THE EXERCISE
Reproduce only the lines from the one containing "wagons in the photo above." down to the last line of the items below, both ends included and requests kept. Multiply every point coordinate in the answers by 2.5 and round to whole numbers, with halves rounded up.

INPUT
=-=-=
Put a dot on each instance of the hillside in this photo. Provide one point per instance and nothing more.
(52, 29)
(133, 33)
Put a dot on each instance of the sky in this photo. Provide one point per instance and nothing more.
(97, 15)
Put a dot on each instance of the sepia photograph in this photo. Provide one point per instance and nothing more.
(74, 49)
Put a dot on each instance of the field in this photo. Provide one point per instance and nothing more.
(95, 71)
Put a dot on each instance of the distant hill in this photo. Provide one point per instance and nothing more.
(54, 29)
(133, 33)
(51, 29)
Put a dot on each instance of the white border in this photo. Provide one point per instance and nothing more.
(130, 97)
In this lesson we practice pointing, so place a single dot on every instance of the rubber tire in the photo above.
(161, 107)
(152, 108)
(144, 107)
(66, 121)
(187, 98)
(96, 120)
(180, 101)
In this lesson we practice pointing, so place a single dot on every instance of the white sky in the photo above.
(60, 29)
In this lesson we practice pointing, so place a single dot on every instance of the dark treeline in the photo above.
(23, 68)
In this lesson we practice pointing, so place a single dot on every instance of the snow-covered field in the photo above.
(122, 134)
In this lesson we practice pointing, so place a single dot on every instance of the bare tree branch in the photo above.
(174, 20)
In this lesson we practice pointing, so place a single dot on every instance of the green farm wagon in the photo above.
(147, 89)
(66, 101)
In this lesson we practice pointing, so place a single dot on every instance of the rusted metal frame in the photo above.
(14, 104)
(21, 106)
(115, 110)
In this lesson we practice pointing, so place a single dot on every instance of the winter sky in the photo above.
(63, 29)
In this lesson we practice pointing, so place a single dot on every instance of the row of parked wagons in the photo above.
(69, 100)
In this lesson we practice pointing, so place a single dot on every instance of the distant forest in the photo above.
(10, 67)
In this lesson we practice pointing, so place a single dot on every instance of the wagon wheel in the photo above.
=-=-=
TASK RESULT
In this lesson we practice pointing, so place a single dot on every instance of the row of parked wagons in the photo above.
(173, 250)
In this lesson we practice pointing, so place a single dot on every instance of the distant forest in the photo above.
(25, 168)
In this lesson we practice pointing, so place a single dot on every instance of the wagon wheel in the photo above.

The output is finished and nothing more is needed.